§ **ASSIGNED TASK**: When you reach the line containing "every red wooden" in the data below, begin returning lines exactly as written, and stop once the line containing "Hi annotator — your job today is to find every masked" has been returned.

★ ★ ★ ★ ★

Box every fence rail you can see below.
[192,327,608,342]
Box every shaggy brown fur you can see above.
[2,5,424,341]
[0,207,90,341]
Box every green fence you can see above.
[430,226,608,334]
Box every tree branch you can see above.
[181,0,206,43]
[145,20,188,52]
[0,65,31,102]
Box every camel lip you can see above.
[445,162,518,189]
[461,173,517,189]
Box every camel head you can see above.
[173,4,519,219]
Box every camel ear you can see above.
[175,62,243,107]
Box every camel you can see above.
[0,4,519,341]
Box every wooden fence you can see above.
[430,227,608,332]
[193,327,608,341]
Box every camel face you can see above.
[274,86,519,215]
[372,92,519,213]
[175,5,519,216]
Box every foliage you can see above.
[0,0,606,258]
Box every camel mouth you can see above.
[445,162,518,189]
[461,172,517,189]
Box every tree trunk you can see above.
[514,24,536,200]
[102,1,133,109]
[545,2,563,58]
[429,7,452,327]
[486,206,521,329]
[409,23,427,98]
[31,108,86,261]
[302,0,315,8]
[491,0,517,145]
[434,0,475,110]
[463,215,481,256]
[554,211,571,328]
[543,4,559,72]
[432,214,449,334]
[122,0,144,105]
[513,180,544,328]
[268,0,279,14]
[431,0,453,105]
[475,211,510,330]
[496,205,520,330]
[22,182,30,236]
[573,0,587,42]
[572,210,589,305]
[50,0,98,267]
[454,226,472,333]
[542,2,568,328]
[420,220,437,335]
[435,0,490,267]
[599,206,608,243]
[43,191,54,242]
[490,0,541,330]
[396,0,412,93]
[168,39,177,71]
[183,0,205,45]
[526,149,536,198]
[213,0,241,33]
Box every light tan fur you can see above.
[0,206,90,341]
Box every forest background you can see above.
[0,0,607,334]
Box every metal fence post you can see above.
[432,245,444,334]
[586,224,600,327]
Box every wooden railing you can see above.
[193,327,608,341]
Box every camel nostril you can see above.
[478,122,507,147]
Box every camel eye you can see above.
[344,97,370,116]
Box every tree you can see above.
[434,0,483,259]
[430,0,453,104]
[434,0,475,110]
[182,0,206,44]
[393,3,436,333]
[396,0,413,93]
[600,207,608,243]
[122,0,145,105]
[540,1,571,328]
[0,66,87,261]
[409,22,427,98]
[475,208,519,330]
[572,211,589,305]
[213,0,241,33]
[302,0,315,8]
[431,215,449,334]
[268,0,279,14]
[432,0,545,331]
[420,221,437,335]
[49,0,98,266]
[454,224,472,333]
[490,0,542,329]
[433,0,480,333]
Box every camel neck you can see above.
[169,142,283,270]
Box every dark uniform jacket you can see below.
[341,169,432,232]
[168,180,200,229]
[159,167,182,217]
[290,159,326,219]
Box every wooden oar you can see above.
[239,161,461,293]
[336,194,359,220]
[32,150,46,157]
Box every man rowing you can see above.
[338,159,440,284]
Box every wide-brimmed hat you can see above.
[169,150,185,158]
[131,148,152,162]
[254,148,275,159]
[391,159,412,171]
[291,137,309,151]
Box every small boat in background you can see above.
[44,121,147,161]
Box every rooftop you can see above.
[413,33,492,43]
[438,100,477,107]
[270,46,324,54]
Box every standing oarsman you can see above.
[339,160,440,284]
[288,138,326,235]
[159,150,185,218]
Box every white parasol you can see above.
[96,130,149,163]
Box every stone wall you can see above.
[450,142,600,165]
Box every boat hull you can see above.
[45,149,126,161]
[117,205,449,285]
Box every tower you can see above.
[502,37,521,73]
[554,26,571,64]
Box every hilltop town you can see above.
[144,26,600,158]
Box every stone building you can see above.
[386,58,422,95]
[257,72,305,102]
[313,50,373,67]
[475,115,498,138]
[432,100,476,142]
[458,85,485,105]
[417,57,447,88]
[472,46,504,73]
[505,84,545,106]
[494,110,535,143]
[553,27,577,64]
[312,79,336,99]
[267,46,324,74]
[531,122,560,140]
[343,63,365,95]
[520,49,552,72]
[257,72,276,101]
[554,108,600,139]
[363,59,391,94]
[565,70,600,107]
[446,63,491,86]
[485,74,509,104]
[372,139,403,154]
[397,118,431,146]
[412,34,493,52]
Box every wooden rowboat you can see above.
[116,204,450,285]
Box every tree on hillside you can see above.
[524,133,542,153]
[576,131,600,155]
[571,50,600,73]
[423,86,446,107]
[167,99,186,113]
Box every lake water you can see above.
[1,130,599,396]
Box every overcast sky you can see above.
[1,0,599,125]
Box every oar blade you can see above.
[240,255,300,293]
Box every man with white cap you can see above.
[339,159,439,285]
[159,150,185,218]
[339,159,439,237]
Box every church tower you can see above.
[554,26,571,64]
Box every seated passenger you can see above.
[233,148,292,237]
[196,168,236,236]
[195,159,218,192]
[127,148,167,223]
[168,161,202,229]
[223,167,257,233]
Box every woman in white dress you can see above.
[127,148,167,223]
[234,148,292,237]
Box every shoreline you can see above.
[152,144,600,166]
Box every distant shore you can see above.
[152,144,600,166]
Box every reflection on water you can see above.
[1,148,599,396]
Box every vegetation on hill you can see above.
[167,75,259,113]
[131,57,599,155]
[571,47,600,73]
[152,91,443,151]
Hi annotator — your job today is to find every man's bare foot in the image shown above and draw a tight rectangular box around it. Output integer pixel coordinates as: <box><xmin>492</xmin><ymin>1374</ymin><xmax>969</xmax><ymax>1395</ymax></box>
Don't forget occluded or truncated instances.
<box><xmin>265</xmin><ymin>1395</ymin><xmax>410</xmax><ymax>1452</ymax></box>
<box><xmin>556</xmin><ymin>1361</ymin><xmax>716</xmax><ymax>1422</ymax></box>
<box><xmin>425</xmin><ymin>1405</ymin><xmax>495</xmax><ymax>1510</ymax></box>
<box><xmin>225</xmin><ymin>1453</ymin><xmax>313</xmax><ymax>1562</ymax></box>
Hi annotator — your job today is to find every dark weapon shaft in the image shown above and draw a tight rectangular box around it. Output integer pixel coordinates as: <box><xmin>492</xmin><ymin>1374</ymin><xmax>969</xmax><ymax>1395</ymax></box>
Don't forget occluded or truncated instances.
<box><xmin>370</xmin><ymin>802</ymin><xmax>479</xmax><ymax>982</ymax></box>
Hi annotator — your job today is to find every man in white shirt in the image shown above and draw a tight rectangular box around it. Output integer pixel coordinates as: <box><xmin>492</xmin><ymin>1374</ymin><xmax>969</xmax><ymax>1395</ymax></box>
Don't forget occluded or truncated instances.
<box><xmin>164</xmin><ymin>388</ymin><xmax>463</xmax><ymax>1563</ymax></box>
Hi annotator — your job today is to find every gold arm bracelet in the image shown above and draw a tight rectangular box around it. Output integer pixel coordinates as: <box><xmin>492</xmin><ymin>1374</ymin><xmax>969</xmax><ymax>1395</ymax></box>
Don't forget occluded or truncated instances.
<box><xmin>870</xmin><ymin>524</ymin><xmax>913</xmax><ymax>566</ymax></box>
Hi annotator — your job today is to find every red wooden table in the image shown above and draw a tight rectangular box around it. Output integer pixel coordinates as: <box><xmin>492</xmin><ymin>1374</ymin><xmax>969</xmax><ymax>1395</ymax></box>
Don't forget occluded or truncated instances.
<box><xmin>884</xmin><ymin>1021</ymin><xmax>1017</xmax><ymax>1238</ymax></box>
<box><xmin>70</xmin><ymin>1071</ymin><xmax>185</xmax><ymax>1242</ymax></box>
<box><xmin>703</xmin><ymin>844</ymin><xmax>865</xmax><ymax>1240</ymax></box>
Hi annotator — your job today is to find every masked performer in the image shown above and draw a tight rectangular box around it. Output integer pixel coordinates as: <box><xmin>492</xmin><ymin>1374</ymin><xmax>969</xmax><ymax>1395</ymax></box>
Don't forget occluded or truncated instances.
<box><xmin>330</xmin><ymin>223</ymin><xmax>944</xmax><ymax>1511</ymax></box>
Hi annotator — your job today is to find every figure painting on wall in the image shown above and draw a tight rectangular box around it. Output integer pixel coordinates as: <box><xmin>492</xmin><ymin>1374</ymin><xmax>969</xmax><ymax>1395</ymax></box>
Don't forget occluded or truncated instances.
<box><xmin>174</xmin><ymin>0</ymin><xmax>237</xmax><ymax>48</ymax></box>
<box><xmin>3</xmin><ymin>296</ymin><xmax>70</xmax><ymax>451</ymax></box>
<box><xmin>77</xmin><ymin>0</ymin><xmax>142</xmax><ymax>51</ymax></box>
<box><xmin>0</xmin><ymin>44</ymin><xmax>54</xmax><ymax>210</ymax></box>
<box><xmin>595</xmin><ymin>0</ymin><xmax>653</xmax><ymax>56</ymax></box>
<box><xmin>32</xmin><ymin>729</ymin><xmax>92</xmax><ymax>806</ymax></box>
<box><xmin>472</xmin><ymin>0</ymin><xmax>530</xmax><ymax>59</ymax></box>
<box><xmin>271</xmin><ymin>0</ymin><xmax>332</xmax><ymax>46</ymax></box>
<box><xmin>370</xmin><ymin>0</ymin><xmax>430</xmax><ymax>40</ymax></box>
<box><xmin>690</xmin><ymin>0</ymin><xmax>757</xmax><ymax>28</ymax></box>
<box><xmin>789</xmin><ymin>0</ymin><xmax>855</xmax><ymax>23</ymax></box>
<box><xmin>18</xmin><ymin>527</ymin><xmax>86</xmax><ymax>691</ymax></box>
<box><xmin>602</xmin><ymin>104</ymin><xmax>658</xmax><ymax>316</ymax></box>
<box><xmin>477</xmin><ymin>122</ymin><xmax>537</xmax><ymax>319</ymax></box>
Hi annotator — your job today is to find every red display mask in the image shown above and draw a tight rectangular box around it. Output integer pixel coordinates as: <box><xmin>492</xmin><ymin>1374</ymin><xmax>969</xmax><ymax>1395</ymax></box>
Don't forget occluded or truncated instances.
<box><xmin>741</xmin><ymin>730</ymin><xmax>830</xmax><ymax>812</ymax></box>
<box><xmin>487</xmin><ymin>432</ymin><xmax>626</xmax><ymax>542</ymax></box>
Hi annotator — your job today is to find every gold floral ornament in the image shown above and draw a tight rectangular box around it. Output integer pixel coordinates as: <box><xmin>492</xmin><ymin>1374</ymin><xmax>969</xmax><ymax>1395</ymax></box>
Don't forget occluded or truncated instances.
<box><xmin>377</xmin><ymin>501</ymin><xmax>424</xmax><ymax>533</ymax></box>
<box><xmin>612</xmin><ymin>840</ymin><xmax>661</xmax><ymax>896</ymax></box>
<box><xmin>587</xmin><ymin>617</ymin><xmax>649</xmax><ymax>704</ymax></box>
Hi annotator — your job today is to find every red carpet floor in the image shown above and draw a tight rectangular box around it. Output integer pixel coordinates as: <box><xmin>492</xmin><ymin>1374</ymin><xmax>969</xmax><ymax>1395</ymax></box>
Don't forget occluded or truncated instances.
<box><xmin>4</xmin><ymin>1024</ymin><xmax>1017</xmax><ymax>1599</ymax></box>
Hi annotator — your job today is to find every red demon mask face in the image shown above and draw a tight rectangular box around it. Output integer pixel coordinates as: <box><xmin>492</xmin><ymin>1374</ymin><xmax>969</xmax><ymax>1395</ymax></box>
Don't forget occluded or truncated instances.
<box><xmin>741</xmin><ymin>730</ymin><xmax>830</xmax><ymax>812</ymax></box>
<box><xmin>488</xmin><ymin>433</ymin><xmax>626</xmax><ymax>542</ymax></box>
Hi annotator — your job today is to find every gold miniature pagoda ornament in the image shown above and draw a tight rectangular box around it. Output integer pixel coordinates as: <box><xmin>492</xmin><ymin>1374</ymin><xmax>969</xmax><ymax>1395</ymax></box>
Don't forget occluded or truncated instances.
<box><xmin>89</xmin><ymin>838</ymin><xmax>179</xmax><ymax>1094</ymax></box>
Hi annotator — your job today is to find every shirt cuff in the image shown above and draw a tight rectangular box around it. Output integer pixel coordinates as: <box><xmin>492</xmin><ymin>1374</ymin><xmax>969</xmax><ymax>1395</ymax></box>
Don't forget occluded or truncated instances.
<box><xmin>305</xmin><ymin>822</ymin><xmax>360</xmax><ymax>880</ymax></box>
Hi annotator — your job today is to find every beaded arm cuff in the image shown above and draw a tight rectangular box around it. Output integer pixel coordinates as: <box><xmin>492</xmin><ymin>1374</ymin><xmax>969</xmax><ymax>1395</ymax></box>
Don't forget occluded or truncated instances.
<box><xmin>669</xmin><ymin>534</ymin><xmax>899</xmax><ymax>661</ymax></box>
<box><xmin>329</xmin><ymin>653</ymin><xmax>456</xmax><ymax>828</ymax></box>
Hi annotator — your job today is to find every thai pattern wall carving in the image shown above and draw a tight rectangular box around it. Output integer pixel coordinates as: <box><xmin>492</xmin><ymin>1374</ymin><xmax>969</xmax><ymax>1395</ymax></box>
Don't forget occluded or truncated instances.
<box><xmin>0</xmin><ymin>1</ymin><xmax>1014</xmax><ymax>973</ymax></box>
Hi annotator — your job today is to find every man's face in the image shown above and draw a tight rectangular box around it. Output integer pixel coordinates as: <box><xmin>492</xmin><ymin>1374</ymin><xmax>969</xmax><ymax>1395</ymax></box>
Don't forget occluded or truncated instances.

★ ★ ★ ★ ★

§ **REPLY TO THE TASK**:
Hi annotator — your job today is to find every red wooden table in the image shown above and draw a tight rectangular box around it. Output integer pixel coordinates as: <box><xmin>492</xmin><ymin>1374</ymin><xmax>969</xmax><ymax>1395</ymax></box>
Don't forget occluded or truncated instances.
<box><xmin>884</xmin><ymin>1021</ymin><xmax>1017</xmax><ymax>1238</ymax></box>
<box><xmin>70</xmin><ymin>1071</ymin><xmax>185</xmax><ymax>1242</ymax></box>
<box><xmin>703</xmin><ymin>844</ymin><xmax>865</xmax><ymax>1240</ymax></box>
Hi annotator — your job today is to find every masked performer in the image shown above and draw a tight rectangular box around it. Output integer pixel coordinates as: <box><xmin>492</xmin><ymin>1374</ymin><xmax>969</xmax><ymax>1395</ymax></box>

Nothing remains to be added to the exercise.